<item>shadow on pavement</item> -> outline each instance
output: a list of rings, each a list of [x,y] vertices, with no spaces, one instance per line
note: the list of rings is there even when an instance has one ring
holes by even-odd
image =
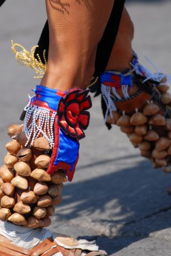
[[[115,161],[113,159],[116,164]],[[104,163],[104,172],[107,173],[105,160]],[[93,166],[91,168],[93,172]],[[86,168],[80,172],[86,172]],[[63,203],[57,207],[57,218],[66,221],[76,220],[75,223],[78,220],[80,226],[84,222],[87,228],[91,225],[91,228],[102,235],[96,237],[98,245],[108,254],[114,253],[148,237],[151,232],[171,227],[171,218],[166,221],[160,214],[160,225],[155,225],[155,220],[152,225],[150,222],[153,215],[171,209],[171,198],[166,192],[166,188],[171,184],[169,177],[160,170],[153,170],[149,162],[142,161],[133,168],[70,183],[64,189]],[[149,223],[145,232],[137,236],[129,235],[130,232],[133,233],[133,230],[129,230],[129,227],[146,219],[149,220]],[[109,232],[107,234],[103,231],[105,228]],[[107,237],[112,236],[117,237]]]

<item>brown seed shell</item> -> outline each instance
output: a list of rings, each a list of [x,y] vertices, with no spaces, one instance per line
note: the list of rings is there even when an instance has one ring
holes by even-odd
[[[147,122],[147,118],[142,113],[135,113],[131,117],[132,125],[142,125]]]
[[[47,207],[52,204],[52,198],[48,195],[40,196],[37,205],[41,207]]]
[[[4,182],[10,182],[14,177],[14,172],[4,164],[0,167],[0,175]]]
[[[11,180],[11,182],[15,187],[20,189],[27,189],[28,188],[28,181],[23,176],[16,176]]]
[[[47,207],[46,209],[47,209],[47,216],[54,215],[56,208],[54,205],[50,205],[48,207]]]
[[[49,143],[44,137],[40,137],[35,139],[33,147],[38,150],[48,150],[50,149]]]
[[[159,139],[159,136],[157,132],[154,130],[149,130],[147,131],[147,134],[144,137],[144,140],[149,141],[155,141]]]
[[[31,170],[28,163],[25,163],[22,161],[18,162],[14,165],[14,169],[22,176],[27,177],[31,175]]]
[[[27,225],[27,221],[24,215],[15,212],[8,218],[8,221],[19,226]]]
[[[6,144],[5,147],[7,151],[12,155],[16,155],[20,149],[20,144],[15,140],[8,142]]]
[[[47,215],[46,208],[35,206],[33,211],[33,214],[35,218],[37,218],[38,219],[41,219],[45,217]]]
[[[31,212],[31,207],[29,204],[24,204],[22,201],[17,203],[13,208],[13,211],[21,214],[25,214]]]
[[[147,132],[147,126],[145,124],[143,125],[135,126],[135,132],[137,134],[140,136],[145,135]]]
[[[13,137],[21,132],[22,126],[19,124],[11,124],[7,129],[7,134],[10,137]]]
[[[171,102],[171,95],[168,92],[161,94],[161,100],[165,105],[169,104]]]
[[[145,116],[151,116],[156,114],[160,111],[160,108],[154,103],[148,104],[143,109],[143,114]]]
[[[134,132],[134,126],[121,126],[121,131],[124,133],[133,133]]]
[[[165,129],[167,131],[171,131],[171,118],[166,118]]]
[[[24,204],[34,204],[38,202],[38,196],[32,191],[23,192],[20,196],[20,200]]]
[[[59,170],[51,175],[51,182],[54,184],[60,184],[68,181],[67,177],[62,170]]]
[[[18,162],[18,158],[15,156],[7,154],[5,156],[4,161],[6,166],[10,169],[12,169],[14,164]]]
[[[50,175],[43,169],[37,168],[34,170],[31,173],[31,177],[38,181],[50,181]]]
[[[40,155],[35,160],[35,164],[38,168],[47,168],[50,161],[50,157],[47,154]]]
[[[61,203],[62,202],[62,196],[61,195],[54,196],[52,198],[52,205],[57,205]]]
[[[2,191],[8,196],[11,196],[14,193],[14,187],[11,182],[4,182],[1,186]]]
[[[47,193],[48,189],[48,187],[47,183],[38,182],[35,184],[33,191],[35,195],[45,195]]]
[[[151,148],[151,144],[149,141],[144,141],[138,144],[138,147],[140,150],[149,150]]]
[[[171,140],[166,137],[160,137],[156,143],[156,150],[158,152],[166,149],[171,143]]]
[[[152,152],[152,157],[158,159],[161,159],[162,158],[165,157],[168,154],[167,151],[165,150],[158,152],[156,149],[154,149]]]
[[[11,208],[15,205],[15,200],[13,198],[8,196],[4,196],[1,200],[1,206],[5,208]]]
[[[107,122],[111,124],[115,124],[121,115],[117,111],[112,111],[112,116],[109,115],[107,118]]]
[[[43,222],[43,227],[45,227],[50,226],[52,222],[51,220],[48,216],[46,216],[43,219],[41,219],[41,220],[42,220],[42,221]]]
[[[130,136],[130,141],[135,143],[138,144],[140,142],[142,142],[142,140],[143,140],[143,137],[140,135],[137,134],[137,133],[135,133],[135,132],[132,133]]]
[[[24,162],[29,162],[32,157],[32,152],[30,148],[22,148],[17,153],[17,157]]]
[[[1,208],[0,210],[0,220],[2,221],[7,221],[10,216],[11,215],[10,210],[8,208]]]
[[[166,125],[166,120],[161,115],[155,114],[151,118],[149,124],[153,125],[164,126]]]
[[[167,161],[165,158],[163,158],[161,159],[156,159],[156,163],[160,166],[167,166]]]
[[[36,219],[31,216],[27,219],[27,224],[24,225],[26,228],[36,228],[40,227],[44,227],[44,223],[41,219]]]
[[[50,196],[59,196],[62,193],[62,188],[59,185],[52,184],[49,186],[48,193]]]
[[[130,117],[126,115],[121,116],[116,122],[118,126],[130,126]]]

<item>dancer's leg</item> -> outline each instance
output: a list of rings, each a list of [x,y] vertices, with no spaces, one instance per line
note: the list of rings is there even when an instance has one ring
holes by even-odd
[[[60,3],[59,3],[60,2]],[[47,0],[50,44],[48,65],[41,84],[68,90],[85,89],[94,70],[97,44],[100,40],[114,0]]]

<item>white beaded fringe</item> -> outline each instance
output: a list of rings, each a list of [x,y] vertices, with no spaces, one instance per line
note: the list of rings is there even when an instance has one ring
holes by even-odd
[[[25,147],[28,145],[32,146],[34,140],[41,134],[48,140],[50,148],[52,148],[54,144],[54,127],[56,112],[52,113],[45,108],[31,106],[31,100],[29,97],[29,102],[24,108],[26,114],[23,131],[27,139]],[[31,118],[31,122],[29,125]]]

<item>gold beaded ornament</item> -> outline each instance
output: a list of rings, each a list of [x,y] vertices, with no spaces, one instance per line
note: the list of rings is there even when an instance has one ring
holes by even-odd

:::

- EXERCISE GOAL
Write out every line of the entries above as a JSON list of strings, one string per line. Skip blank lines and leave the pictures out.

- ANSWER BELOW
[
  "<item>shadow on pavement</item> -> outline each instance",
  "output: a list of rings, each a list of [x,y] vertices, with no spaces, one instance per line",
  "note: the list of rings is there even when an instance has one ring",
  "holes by even-odd",
  "image =",
  "[[[115,161],[113,159],[116,164]],[[104,163],[104,172],[107,173],[105,160]],[[93,166],[91,168],[93,172]],[[86,168],[80,172],[86,172]],[[63,203],[57,207],[57,218],[66,221],[76,220],[75,223],[78,220],[80,226],[84,222],[87,228],[91,225],[91,228],[102,235],[96,237],[98,245],[108,254],[114,253],[148,237],[151,232],[171,227],[171,218],[166,221],[160,214],[160,225],[155,225],[155,220],[152,225],[150,222],[153,215],[171,209],[171,198],[166,192],[166,188],[171,184],[169,177],[160,170],[153,170],[149,162],[142,161],[133,168],[70,183],[64,189]],[[149,223],[145,232],[137,236],[129,235],[130,232],[133,233],[133,230],[129,230],[129,227],[146,219],[149,220]],[[109,232],[107,234],[103,231],[105,228]],[[107,237],[112,236],[117,237]]]",
  "<item>brown seed shell</item> -> outline each instance",
  "output: a list of rings, each a list of [x,y] vertices, with no spaces, one instance per line",
  "note: the list of rings is there even when an instance has one ring",
  "holes by even-odd",
  "[[[147,122],[147,118],[142,113],[135,113],[131,117],[132,125],[142,125]]]",
  "[[[47,207],[52,204],[52,198],[48,195],[40,196],[37,205],[41,207]]]",
  "[[[4,182],[10,182],[14,177],[14,172],[4,164],[0,167],[0,175]]]",
  "[[[11,180],[11,182],[15,187],[20,189],[27,189],[28,188],[28,181],[23,176],[16,176]]]",
  "[[[47,207],[46,209],[47,209],[47,216],[54,215],[56,208],[54,205],[50,205],[48,207]]]",
  "[[[49,143],[44,137],[40,137],[35,139],[33,147],[38,150],[48,150],[50,149]]]",
  "[[[159,139],[159,136],[157,132],[154,130],[149,130],[147,131],[147,134],[144,137],[144,140],[149,141],[155,141]]]",
  "[[[31,170],[28,163],[25,163],[22,161],[18,162],[14,165],[14,169],[22,176],[27,177],[31,175]]]",
  "[[[27,225],[27,221],[24,215],[15,212],[8,218],[8,221],[19,226]]]",
  "[[[6,144],[5,147],[7,151],[12,155],[16,155],[20,149],[20,144],[15,140],[8,142]]]",
  "[[[47,215],[46,208],[35,206],[33,211],[33,214],[35,218],[37,218],[38,219],[41,219],[45,217]]]",
  "[[[31,212],[31,207],[29,204],[24,204],[22,201],[17,203],[13,208],[13,211],[21,214],[25,214]]]",
  "[[[147,132],[147,126],[145,124],[143,125],[135,126],[135,132],[137,134],[140,136],[145,135]]]",
  "[[[13,137],[21,132],[22,126],[19,124],[11,124],[7,129],[7,134],[10,137]]]",
  "[[[171,102],[171,95],[168,92],[161,94],[161,100],[165,105],[169,104]]]",
  "[[[145,116],[151,116],[156,114],[160,111],[160,108],[154,103],[148,104],[143,109],[143,114]]]",
  "[[[134,132],[134,126],[121,126],[121,131],[124,133],[133,133]]]",
  "[[[165,129],[167,131],[171,131],[171,118],[166,118]]]",
  "[[[24,204],[34,204],[38,202],[38,196],[32,191],[23,192],[20,196],[20,200]]]",
  "[[[59,170],[51,175],[51,182],[54,184],[60,184],[68,181],[67,177],[62,170]]]",
  "[[[18,162],[18,158],[15,156],[7,154],[5,156],[4,161],[6,166],[10,169],[12,169],[14,164]]]",
  "[[[50,175],[43,169],[37,168],[34,170],[31,173],[31,177],[38,181],[50,181]]]",
  "[[[40,155],[35,160],[35,164],[38,168],[47,168],[50,161],[50,157],[47,154]]]",
  "[[[61,203],[62,202],[62,196],[61,195],[54,196],[52,198],[52,205],[57,205]]]",
  "[[[2,191],[8,196],[11,196],[14,193],[14,187],[11,182],[4,182],[1,186]]]",
  "[[[47,193],[48,189],[48,187],[47,183],[38,182],[35,184],[33,191],[35,195],[45,195]]]",
  "[[[151,148],[151,144],[149,141],[144,141],[138,144],[138,147],[140,150],[149,150]]]",
  "[[[171,140],[166,137],[160,137],[156,143],[156,150],[158,152],[166,149],[171,143]]]",
  "[[[152,152],[152,157],[158,159],[161,159],[162,158],[165,157],[168,154],[167,151],[165,150],[158,152],[156,149],[154,149]]]",
  "[[[11,208],[15,205],[15,200],[13,198],[8,196],[4,196],[1,200],[1,206],[5,208]]]",
  "[[[107,122],[111,124],[115,124],[121,115],[117,111],[112,111],[112,116],[109,115],[107,118]]]",
  "[[[43,222],[43,227],[45,227],[50,226],[52,222],[51,220],[48,216],[46,216],[43,219],[41,219],[41,220],[42,220],[42,221]]]",
  "[[[130,136],[130,141],[135,143],[138,144],[140,142],[142,142],[142,140],[143,140],[143,137],[140,135],[137,134],[137,133],[135,133],[135,132],[132,133]]]",
  "[[[24,162],[29,162],[32,157],[32,152],[30,148],[22,148],[17,153],[17,157]]]",
  "[[[1,208],[0,210],[0,220],[2,221],[7,221],[10,216],[11,215],[10,210],[8,208]]]",
  "[[[166,125],[166,120],[161,115],[155,114],[151,118],[149,124],[153,125],[164,126]]]",
  "[[[167,161],[165,158],[163,158],[161,159],[156,159],[156,163],[160,166],[167,166]]]",
  "[[[36,219],[31,216],[27,219],[27,224],[24,225],[26,228],[36,228],[40,227],[44,227],[44,223],[41,219]]]",
  "[[[50,196],[59,196],[62,193],[62,188],[59,185],[52,184],[49,186],[48,193]]]",
  "[[[130,117],[126,115],[121,116],[116,122],[118,126],[130,126]]]",
  "<item>dancer's leg</item> -> outline each instance",
  "output: a list of rings, each a list of [x,y] vertices, with no spaces, one instance per line",
  "note: the list of rings is there even when an instance has one ring",
  "holes by even-odd",
  "[[[60,3],[59,3],[60,2]],[[47,0],[50,44],[48,65],[41,84],[68,90],[85,89],[94,70],[97,44],[100,40],[114,0]]]",
  "<item>white beaded fringe</item> -> outline each instance",
  "output: a list of rings, each a list of [x,y] vertices, with no spaces, one instance per line",
  "note: the list of rings is there even when an instance has one ring",
  "holes by even-odd",
  "[[[25,147],[28,145],[32,146],[34,140],[41,134],[48,140],[50,148],[52,148],[54,144],[54,127],[56,112],[52,113],[45,108],[31,106],[31,100],[29,97],[29,102],[24,108],[26,114],[23,131],[27,139]],[[31,118],[31,122],[29,125]]]",
  "<item>gold beaded ornament</item> -> outline each instance",
  "output: a list of rings, each a list of [x,y] vertices, with no spaces, one instance per line",
  "note: the list of rings is there even when an instance has one ring",
  "holes by even-odd"
]